# [Task to carry out]
Lay out the lines of the listing below, from the line containing "Question: locate the grassy" through the line containing "Question: locate the dark table", inclusive, as a Markdown table with the columns Row and Line, omitting any blank lines.

(Point labeling examples)
::::
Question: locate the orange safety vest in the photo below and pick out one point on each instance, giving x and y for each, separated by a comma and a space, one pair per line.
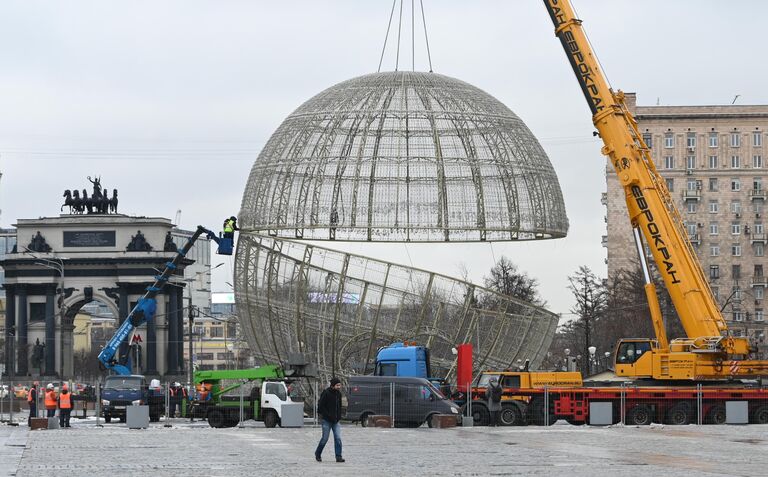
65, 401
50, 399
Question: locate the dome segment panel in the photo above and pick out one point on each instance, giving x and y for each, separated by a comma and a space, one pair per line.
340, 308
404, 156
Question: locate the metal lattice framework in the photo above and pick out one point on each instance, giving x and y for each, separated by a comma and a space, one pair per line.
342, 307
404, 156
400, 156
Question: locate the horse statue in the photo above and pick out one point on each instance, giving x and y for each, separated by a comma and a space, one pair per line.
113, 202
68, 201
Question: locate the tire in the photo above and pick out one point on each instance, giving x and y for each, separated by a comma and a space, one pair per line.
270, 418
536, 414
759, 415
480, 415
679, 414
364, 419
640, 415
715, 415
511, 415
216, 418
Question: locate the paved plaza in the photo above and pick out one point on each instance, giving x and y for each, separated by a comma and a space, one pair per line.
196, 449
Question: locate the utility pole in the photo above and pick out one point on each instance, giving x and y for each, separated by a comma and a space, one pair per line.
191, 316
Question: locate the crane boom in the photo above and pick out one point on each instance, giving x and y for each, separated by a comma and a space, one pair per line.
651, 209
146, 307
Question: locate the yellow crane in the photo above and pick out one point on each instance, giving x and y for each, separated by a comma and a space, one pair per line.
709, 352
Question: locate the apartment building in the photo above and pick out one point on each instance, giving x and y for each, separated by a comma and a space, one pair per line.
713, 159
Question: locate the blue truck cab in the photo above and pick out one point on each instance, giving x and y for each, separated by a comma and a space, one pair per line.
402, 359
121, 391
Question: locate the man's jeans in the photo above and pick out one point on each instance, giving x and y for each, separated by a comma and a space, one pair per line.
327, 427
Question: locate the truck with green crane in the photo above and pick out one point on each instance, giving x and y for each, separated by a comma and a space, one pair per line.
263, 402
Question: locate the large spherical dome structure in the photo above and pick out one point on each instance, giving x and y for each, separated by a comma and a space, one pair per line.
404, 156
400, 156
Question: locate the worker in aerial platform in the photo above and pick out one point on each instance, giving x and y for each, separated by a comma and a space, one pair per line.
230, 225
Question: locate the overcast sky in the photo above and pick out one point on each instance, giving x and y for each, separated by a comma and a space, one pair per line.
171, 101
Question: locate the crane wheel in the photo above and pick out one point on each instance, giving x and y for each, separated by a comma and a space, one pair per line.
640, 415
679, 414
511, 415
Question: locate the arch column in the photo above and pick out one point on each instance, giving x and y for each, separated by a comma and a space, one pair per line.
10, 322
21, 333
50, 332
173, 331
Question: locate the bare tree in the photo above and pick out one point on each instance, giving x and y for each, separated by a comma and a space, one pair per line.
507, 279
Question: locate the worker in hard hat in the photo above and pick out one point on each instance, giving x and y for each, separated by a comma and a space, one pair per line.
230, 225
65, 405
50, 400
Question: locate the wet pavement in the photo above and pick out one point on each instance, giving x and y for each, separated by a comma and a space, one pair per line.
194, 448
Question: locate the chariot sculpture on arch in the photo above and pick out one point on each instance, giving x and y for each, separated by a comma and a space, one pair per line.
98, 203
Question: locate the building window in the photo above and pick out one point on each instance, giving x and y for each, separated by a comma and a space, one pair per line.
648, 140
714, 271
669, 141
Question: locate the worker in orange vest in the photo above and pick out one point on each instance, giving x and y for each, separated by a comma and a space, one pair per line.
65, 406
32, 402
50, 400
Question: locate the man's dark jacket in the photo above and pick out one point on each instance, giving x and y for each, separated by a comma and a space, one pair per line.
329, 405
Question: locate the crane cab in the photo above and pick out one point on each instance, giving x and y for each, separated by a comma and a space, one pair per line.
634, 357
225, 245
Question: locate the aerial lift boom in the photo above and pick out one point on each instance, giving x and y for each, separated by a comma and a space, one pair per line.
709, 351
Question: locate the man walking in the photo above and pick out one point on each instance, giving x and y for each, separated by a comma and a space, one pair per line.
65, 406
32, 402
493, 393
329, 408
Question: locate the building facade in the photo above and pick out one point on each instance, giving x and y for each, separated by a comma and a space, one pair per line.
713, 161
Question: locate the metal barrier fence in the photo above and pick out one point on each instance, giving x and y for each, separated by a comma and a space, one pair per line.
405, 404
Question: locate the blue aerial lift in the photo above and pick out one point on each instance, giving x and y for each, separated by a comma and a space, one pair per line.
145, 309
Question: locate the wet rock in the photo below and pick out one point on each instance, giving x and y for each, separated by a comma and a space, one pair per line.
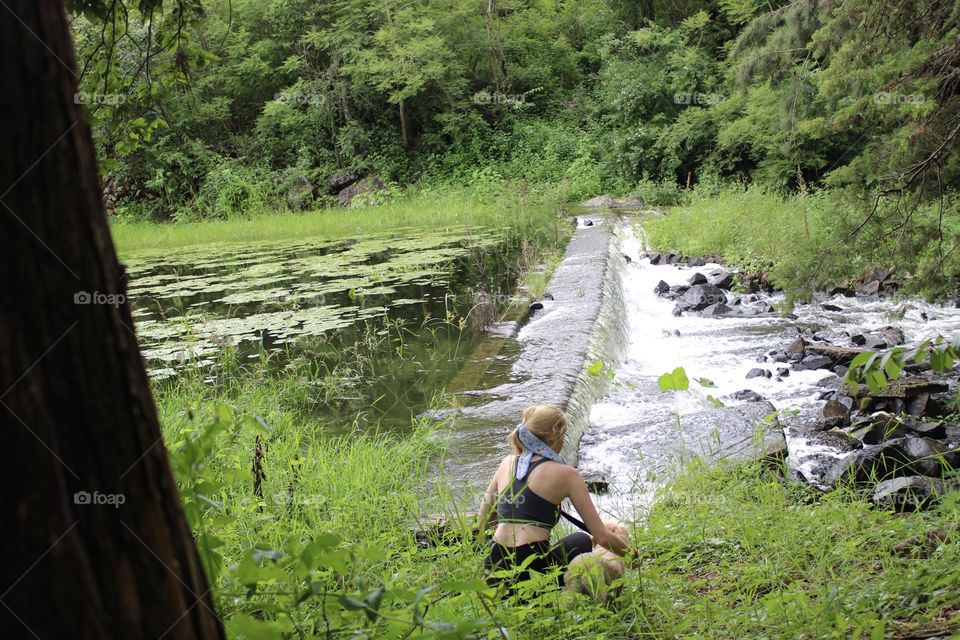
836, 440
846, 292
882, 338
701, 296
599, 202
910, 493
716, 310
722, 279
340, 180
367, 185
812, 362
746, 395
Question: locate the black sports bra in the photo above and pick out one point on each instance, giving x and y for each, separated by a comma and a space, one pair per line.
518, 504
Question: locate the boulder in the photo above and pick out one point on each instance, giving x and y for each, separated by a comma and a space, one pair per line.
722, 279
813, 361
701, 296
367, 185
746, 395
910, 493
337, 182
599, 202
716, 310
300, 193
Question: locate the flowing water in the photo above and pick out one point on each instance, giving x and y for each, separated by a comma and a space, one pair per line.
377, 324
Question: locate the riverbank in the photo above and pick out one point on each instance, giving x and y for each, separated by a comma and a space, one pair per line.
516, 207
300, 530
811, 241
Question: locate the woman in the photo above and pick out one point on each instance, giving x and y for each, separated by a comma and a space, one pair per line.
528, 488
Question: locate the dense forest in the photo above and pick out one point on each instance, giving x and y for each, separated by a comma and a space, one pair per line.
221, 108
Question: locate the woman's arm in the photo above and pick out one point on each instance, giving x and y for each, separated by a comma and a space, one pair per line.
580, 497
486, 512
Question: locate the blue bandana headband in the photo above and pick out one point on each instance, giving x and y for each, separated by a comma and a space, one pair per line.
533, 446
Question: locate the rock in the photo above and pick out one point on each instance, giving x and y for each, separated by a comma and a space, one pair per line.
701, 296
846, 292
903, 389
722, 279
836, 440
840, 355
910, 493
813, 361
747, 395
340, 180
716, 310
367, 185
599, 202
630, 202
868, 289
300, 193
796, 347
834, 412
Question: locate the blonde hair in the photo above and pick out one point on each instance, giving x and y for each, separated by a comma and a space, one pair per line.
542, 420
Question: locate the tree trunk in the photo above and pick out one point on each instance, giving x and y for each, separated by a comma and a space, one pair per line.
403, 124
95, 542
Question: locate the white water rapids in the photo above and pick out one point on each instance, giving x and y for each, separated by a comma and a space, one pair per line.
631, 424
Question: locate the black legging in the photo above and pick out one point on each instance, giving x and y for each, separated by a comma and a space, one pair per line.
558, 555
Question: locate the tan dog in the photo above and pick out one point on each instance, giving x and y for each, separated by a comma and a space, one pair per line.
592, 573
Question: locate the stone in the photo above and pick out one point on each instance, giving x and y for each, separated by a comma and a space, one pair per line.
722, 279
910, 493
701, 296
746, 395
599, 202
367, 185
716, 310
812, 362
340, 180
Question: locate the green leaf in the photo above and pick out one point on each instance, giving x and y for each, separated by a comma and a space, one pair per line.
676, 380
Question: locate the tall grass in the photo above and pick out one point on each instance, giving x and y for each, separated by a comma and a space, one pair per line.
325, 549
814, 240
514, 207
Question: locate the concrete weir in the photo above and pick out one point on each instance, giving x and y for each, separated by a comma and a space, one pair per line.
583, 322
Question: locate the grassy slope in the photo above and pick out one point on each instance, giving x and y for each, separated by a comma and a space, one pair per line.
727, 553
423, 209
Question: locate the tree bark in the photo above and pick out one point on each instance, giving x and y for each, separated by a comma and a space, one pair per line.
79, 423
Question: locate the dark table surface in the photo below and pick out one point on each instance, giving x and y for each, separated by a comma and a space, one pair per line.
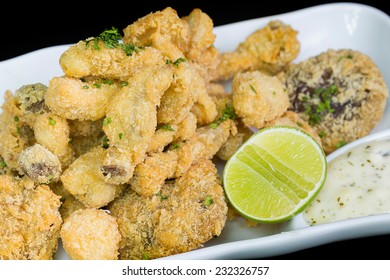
::::
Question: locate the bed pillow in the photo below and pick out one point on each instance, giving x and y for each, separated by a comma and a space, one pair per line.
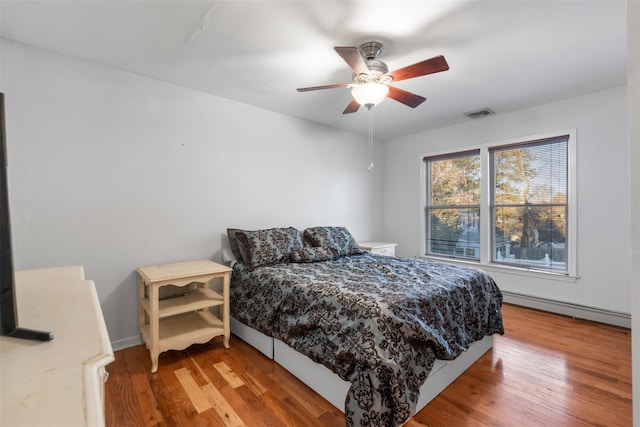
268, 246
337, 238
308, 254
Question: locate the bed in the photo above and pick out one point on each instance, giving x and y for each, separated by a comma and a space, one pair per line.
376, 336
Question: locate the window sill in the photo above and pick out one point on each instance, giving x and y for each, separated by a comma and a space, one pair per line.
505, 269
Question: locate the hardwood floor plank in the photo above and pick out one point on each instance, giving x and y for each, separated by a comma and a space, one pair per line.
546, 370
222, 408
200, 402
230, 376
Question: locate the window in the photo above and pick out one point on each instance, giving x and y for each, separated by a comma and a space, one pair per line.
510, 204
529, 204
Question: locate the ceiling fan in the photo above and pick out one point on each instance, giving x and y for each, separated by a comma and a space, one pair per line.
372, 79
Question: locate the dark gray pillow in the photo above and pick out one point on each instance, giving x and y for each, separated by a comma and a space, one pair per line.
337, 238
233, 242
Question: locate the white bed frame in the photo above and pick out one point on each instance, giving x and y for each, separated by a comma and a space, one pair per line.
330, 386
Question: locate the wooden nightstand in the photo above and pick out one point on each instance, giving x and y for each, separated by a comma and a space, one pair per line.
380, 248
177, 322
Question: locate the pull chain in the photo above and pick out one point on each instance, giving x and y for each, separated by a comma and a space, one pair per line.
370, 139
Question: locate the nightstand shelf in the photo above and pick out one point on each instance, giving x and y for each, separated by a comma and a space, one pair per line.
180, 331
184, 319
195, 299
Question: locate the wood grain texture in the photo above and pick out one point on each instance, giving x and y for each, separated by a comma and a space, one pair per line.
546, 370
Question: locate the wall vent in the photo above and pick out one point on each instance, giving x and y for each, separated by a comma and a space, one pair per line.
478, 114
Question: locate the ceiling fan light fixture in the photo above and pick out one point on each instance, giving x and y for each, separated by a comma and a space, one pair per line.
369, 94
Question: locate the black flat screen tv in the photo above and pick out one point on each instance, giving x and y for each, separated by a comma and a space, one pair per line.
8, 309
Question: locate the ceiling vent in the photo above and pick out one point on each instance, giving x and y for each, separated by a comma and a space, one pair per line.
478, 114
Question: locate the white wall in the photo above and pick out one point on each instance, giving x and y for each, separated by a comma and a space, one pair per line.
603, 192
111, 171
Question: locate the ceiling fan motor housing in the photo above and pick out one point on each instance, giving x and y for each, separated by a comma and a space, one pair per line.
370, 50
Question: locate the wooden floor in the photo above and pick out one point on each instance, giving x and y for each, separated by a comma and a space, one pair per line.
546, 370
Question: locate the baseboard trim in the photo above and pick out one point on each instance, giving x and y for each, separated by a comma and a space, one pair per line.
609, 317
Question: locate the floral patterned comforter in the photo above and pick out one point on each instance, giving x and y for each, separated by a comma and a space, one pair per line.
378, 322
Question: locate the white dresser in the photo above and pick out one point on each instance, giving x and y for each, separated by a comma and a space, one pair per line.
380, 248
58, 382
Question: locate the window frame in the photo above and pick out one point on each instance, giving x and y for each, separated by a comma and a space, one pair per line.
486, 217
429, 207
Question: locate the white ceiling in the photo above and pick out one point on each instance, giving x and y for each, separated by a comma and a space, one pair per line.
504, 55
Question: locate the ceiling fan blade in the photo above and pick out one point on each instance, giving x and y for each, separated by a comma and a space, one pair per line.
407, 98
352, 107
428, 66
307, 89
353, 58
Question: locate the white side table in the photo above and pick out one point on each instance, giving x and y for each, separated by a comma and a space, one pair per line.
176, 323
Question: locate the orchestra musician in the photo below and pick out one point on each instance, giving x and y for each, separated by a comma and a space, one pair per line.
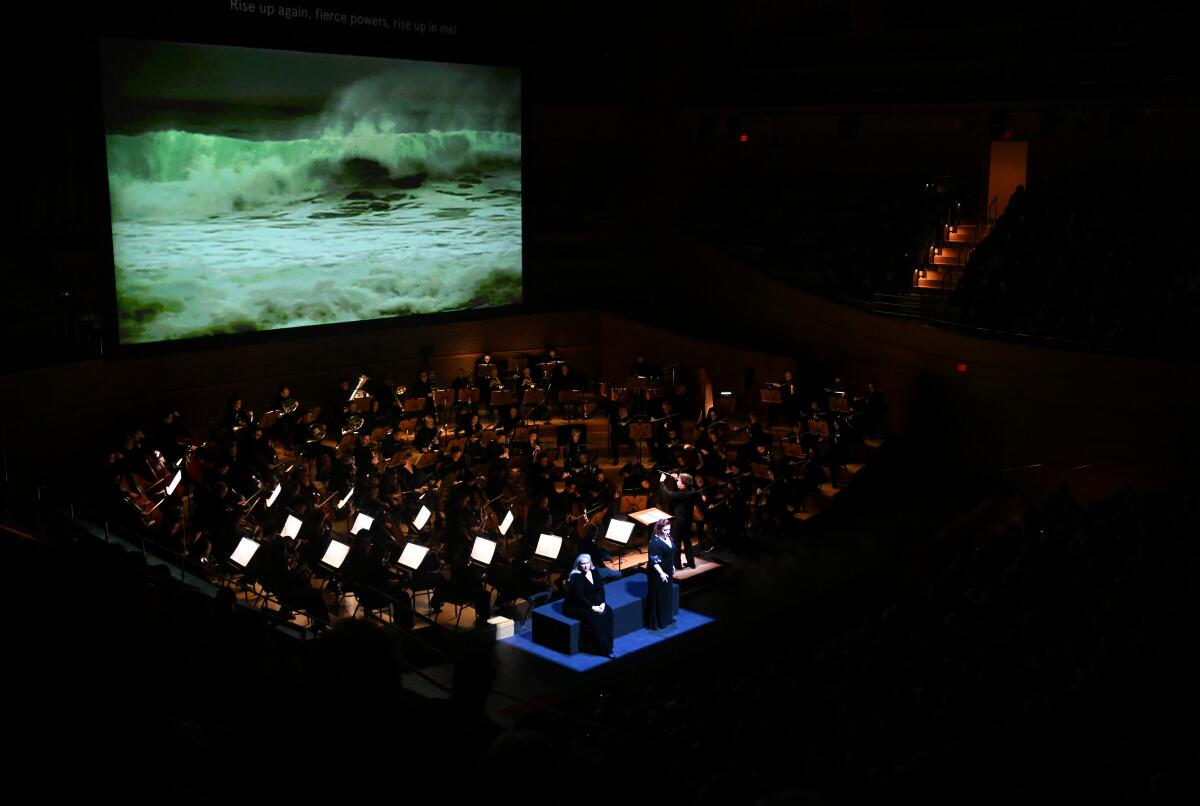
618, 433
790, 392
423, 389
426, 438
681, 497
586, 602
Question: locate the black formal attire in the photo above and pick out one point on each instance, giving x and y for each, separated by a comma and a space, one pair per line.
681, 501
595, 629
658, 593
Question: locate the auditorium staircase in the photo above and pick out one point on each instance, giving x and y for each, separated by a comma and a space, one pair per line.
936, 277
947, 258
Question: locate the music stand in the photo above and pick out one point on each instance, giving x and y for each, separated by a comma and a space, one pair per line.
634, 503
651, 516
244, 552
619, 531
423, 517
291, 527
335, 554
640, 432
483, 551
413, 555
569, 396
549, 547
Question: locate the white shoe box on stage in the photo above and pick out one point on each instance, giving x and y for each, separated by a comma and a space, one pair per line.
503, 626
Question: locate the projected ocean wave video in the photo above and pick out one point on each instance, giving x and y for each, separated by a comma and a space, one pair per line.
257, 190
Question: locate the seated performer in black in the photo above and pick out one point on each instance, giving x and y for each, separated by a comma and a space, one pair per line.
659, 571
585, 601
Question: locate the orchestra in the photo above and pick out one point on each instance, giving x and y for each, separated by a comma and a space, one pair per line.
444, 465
::::
# [Response below]
| Row | Line |
|---|---|
| 1 | Question: locate the grassy slope in the photo above and pick out one point on each instance, giving x and y for each, separated by a comma and a space, one pair per line. |
| 2 | 727, 553 |
| 3 | 423, 209 |
| 4 | Question: locate the tree bark in the photo above and pick out one point on each instance, giving x and y for each, separated by a comma and a space, one pair per line. |
| 5 | 79, 423 |
| 6 | Question: locate the dark table surface in the photo below and pick out one point on each instance, giving x and y for each, separated by a comma and a space, one pair per line. |